*STATED EXERCISE*
Starting at the line that contains "Target: wood grain" and ending at the close of the material, reproduce those lines with "coffee" switched to "tea" and everything else unchanged. Leave the pictures out of the answer.

*EXERCISE INPUT*
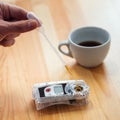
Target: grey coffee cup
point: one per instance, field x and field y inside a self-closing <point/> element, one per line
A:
<point x="88" y="45"/>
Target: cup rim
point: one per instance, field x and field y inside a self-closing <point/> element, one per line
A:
<point x="95" y="27"/>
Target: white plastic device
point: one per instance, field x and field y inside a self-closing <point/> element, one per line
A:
<point x="71" y="92"/>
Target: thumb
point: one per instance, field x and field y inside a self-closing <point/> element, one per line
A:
<point x="22" y="26"/>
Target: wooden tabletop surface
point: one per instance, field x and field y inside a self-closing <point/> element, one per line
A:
<point x="31" y="60"/>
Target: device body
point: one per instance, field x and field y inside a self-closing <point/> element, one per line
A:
<point x="71" y="92"/>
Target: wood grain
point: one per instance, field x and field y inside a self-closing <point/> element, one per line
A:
<point x="32" y="60"/>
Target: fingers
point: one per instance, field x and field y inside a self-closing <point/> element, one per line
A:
<point x="13" y="11"/>
<point x="7" y="43"/>
<point x="22" y="26"/>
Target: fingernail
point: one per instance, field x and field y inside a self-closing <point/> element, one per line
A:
<point x="32" y="24"/>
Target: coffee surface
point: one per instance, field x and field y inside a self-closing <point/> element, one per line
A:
<point x="89" y="43"/>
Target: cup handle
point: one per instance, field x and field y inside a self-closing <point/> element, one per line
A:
<point x="67" y="44"/>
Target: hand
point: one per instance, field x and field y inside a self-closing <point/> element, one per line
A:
<point x="13" y="22"/>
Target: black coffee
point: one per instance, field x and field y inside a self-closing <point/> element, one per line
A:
<point x="89" y="43"/>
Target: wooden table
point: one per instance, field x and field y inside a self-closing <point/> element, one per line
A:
<point x="31" y="60"/>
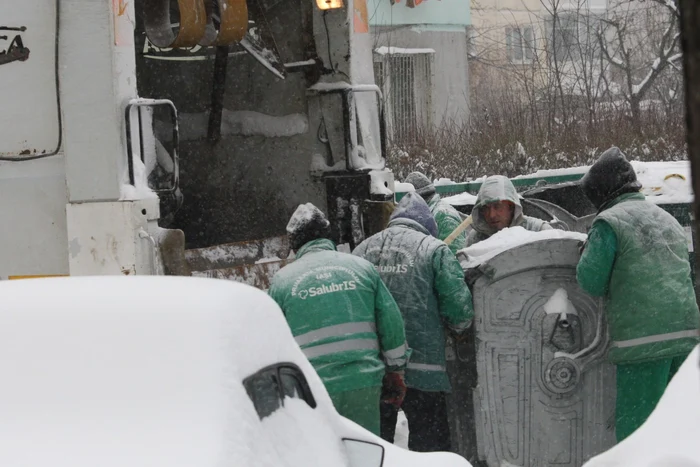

*CORRECT RESULT*
Target: wood grain
point: one per instance, field x and field y inside a self-closing <point/> element, one per line
A:
<point x="32" y="60"/>
Target: fingers
point: one per instance, field x and field y inside a self-closing <point/> element, one per line
A:
<point x="13" y="11"/>
<point x="7" y="43"/>
<point x="22" y="26"/>
Target: fingernail
point: one per instance, field x and field y inside a self-closing <point/> element, one per line
A:
<point x="32" y="24"/>
Target: tea surface
point: one per instance, field x and field y inside a self-closing <point/> element, one per line
A:
<point x="89" y="43"/>
Target: cup handle
point: one per instance, field x and field y inside a self-closing <point/> element, one per line
A:
<point x="67" y="44"/>
Target: hand
point: one per instance, field x and field y inside a self-closing <point/> element, one per line
A:
<point x="13" y="22"/>
Target: black tea
point: one per instance, field x and field y inside a self-closing <point/> element, one per line
A:
<point x="89" y="43"/>
Target: wooden table
point: one per instance, field x and field y inside a self-closing <point/> element, one per line
A:
<point x="31" y="60"/>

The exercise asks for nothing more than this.